• WORK TO COMPLETE
Put the records below into a two-column CSV with the headers "prompt" and "answer", one row per record, holding its text in the first column and its answer in the second. Quote every field and replace any line breaks inside a field with spaces.

• MATERIAL SHOWN

——————————

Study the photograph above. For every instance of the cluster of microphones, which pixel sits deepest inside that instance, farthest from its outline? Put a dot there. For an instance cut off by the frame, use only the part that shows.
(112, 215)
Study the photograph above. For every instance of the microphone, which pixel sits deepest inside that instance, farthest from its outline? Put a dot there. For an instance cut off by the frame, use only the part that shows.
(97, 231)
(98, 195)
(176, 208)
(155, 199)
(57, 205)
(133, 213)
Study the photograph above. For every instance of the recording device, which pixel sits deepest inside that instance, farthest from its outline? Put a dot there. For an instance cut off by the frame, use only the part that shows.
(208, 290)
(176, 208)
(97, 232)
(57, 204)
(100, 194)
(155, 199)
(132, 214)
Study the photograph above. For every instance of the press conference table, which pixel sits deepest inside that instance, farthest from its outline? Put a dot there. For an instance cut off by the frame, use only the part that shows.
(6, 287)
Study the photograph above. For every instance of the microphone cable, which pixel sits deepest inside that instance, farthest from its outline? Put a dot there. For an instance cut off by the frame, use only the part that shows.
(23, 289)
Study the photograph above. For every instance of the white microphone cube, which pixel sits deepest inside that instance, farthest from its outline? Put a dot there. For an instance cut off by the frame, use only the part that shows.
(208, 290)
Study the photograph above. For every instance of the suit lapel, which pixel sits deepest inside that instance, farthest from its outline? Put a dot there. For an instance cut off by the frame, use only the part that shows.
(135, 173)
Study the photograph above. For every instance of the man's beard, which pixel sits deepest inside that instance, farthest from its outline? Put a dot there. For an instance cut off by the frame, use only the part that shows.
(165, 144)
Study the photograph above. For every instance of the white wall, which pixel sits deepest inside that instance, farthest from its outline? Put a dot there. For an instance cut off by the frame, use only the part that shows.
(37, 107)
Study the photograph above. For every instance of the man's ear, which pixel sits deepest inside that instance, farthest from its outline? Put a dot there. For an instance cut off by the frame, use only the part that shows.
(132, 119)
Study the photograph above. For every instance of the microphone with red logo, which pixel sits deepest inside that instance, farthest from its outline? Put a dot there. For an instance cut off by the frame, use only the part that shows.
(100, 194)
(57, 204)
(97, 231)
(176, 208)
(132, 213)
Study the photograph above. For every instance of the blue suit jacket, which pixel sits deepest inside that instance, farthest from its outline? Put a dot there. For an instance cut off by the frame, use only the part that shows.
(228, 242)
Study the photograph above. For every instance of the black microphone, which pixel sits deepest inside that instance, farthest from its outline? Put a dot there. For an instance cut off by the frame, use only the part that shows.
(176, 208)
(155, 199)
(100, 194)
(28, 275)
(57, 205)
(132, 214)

——————————

• TASK OUTPUT
prompt,answer
"Study the photograph above. For every instance of the cluster of microphones, which pixel sits deepest inside that instance, farthest from its outline? Put a dot there. For an instance cut off by the frame, use only the part that shows.","(112, 215)"
"Study the photograph above. For every instance of the microphone, which pixel sits deepest inside that instance, farthest from its outline? Put a dot there. For an instance cut off by the frame, use only the part that shows.","(97, 231) (98, 195) (176, 208) (155, 199) (57, 205) (133, 213)"
"Study the photograph above. For every instance of the recording device, which pixel sits deepest inside that instance, farthest from its outline? Put a dot there. For an instance cut off by the frame, use only the part that shows.","(208, 290) (176, 208) (97, 232) (57, 204) (100, 194) (155, 199) (132, 214)"
"Study the photograph above. For every instance of the press conference table, which pixel sits deepest inside that instance, farthest from its outline? Put a dot there. For an instance cut off by the frame, use only the part that shows.","(6, 287)"
"Study the photograph above. For every instance of the microphone cable, which pixel sits deepest inside that instance, farthest from its outline? Put a dot there. For an instance cut off by the frame, use only the part that shows.","(23, 289)"
"Study the photograph above. For every instance of the white microphone cube, which pixel sits deepest inside that instance, farthest from its outline? Put a dot there. For an instance cut off by the frame, use only the part that shows.","(208, 290)"
"Study the photograph above. For every instance of the suit lapel, which pixel sits deepest inside that instance, farthest from its outline? Put a dot there. For an instance cut off by the frame, use only the part that shows.","(135, 173)"
"Study the photograph above. For every instance of the man's beard, which pixel sits deepest inside that instance, farthest from its outline? Put a dot there. For an instance cut off by the frame, use only the part that shows.","(165, 144)"
"Study the photograph above. For every instance of the white wall, which pixel sits deepest inside that instance, farthest from its outline? Put a dot there. For an instance cut off by the frame, use only the part that shows.","(37, 107)"
"Study the photograph above. For every instance of the man's ear, which pixel sits deepest inside that instance, farthest from its outline? Put a dot there. For an instance cut off by the frame, use only the part that shows.","(132, 119)"
"Study the photograph above. For every instance of the microphone with red logo, which pixel sits deepest inside that instance, farthest from its outline? Put a dot there. For an instance cut off by the frame, use only the part that shows.","(100, 194) (57, 204) (97, 231) (176, 208) (132, 213)"
"Study the photograph above. For every instance of the blue suit jacket, which pixel sits deepest inside that instance, farthest from its outline? Put a dot there. For an instance cut off by the frame, use only the part that shows.","(228, 242)"
"Study the photograph above. For every instance of the black microphone, which pixel sits deepest inside that instance, farthest from its outline? Put a dot there. For an instance cut off by the frame, use only the part that shows.","(176, 208) (155, 199) (100, 194) (28, 275) (57, 205) (132, 214)"